Task —
Answer these questions from the passage on retinal receptive fields:
1. What resolution does the passage give for each of the twin video cameras in the eyeballs?
2. Roughly how many distinct ganglion cell types are there?
3. What device did the researchers use to record from hundreds of ganglion cells?

Passage provided —

>>>>

Your Eye Works a Precision Jigsaw Puzzle

You have twin 125 megapixel video cameras in your eyeballs.  Each pixel, a rod or cone connected to a neuron, sees only a small bit of the total image.  How do these bits, like pieces of a jigsaw puzzle, fit together?  Scientists at the Salk Institute have found that they are finely tuned to fit together for optimum clarity.  Writing in PLoS Biology, they said,

All visual information reaching the brain is transmitted by retinal ganglion cells, each of which is sensitive to a small region of space known as its receptive field.  Each of the 20 or so distinct ganglion cell types is thought to transmit a complete visual image to the brain, because the receptive fields of each type form a regular lattice covering visual space.  However, within each regular lattice, individual receptive fields have jagged, asymmetric shapes, which could produce “blind spots” and excessive overlap, degrading the visual image.  To understand how the visual system overcomes this problem, we used a multielectrode array to record from hundreds of ganglion cells in isolated patches of peripheral primate retina.  Surprisingly, we found that irregularly shaped receptive fields fit together like puzzle pieces, with high spatial precision, producing a more homogeneous coverage of visual space than would be possible otherwise.  This finding reveals that the representation of visual space by neural ensembles in the retina is functionally coordinated and tuned, presumably by developmental interactions or ongoing visual activity, producing a more precise sensory signal.

<<<<

Extracted data —
>>>>

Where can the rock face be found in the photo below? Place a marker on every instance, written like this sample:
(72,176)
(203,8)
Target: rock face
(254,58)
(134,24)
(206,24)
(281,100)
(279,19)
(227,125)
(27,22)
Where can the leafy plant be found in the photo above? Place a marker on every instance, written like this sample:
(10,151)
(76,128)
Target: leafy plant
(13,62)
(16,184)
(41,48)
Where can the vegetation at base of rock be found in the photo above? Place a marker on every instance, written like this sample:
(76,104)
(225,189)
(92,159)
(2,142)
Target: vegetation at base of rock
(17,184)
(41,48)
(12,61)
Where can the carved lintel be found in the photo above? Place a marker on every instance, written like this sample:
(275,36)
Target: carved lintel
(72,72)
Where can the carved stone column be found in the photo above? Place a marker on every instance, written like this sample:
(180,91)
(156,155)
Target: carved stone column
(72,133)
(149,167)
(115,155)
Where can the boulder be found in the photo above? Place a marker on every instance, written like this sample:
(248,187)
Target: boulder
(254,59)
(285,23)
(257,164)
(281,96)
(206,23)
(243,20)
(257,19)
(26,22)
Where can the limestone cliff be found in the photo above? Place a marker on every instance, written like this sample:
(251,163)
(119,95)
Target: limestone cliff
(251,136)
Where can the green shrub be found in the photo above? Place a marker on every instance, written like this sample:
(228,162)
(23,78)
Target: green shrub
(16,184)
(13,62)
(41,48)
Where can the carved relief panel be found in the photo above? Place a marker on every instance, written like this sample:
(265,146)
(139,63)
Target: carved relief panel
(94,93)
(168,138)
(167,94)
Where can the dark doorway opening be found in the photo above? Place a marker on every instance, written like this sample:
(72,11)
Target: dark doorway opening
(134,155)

<<<<

Solution to this task —
1. 125 megapixels
2. About 20
3. A multielectrode array